• _What to work on_:
(1) Count the lines in the entries that contain the string "gravel", and give only that number.
(2) Continue the passage about the Sullivan Bluth studio's films from the point where it stops.

• _Given text_:
Although A Troll in Central Park was closer to completion, Merlin and Media Assets decided that Thumbelina was more likely to be a commercial success, and pressed for its completion and release first. By March 6, 1993, Media Assets became the sole owner of the studio. MGM/UA, who planned to distribute the films in the United States, had already backed off in the wake of Don Bluth Entertainment's bankruptcy, doubtful that the pictures would ever be completed. J&M Entertainment, which was slated to release the films overseas, sold their rights to Media Assets. During Sullivan Bluth's bankruptcy proceedings, the court trustee presented the film to Disney's film distribution unit, Buena Vista Pictures Distribution. The trustee ultimately declined Disney's offer to distribute the film as they were also trying to find a new owner for the studio. Warner Bros. Pictures picked up Thumbelina and subsequent films for worldwide distribution. The film was released on March 30, 1994. Critical reception was generally negative, and the film performed poorly at the box office, grossing just over $11 million.

The studio's next feature suffered a much weaker commercial performance. A Troll in Central Park, almost complete at the time of the Merlin deal, was given a limited regional release on October 7, 1994. Like Thumbelina before it, A Troll in Central Park was poorly received by critics, and it grossed just $71,000. This poor performance has been attributed to Warner Bros.' lack of promotion; there was no television promotion, no advance screenings and only a low-key print campaign. In the July 2001 issue of Bluth's animation magazine Toon Talk, Bluth explained the film's troubled production, faulting his own unwillingness to accept outside input, and lack of time to refine the story, likening the film to "a child [...] born prematurely".

The third of the studio's partially completed features, The Pebble and the Penguin, was also dogged by production difficulties. MGM/UA stepped in to become distributors for the film in the United States, and at a relatively late stage in production insisted on making extensive changes, cutting some sequences, removing some characters, and re-recording many of the voices. The changes meant that the animation, the effects animation in particular, fell behind, and some of the ink-and-paint work had to be farmed out to Hungarian animation studio Reflex Animation Ltd. to meet the release deadline. Directors Bluth and Goldman were so dissatisfied at the enforced changes that they insisted on their names being removed from the credits (though the company name "Don Bluth Limited" remained). The Pebble and the Penguin was released on April 14, 1995, and again made a loss at the box office, grossing almost $4 million in the United States. The film performed better on home video when released that August, becoming a fast seller alongside other animated films released in the same month. Bluth did not remain disassociated with The Pebble and the Penguin, supervising a high-definition remaster on March 27, 2007 that corrected some of the animation and shooting errors caused by the rushed production.

• _Input for this task_:
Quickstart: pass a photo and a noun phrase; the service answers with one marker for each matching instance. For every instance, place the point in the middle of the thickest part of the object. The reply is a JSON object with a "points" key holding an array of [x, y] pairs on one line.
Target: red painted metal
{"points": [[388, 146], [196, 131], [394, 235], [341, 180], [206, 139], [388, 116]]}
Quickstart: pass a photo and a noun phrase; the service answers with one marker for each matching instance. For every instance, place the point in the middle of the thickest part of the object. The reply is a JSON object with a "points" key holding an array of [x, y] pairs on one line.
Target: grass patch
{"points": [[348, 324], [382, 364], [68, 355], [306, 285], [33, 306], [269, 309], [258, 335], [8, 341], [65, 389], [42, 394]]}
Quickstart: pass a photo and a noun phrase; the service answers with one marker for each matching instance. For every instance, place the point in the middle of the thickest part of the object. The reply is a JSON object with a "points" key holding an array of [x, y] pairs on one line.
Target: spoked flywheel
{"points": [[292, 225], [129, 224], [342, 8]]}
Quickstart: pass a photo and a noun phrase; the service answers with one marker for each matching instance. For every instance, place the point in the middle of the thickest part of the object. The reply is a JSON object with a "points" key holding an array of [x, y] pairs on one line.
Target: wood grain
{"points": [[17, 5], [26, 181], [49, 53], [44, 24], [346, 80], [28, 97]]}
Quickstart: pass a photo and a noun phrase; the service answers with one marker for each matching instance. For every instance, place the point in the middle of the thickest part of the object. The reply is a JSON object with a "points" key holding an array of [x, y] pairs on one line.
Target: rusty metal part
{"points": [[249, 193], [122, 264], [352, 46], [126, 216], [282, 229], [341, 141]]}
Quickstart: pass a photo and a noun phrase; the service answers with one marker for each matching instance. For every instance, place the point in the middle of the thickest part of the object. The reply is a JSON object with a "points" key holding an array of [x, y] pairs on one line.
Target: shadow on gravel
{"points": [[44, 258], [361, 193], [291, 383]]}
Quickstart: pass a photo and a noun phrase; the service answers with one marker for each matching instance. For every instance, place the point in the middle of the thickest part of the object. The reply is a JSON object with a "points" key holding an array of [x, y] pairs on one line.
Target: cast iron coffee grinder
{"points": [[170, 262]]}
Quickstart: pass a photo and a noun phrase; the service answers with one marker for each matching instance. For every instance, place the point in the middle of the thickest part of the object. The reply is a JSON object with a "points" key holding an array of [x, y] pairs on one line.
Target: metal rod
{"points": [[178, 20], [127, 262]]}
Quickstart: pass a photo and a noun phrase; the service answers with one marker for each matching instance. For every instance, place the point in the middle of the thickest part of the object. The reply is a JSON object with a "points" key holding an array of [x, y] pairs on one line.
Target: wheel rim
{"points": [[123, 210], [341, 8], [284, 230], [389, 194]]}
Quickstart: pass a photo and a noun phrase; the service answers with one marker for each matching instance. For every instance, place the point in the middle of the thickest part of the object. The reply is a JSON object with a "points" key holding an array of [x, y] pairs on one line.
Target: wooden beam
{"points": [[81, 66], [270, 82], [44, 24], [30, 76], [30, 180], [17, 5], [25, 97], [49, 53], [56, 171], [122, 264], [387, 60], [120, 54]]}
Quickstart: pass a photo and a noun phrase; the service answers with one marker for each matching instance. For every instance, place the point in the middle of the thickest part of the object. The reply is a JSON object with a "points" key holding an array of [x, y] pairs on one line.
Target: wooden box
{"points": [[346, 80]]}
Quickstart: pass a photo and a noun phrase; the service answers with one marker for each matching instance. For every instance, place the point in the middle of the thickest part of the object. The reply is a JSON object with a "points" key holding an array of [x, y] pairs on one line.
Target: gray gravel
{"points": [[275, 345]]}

• _Answers for the tasks_:
(1) 2

(2)
In addition, MGM hired the Dublin studio to work on the animation for their All Dogs Go to Heaven sequel, albeit with no involvement from Bluth himself and no creative input.

=== Closure / Fox Animation Studios (1994–2000) ===

In late 1993, shortly after the Merlin Films/Media Assets deal, founders Bluth and Goldman met with then-President of 20th Century Fox Television, Peter Chernin, and CEO and Chairman of Fox Filmed Entertainment, Bill Mechanic, to discuss the creation of a feature animation division. While Bluth and Goldman wanted to remain at the Dublin studio, arguing that, because Media Assets was owned by Fox's parent company News Corporation, Fox effectively had a working animation studio already, and Mechanic wanted Bluth and Goldman to head up a new studio in Phoenix, Arizona instead. Fox had seen that Bluth's Dublin studio had a seven-year distribution contract with Warner Bros. Pictures, meaning that they would have to give up their distribution fee to a competitor, and it was thus decided to shut down Don Bluth Ireland entirely instead of waiting for the Warner Bros. contract to expire. Bluth and Goldman intended to remain in Ireland to complete work on The Pebble and the Penguin, but when they were forced to make changes to the film, they left the studio and began working with Mechanic to set up Fox Animation Studios.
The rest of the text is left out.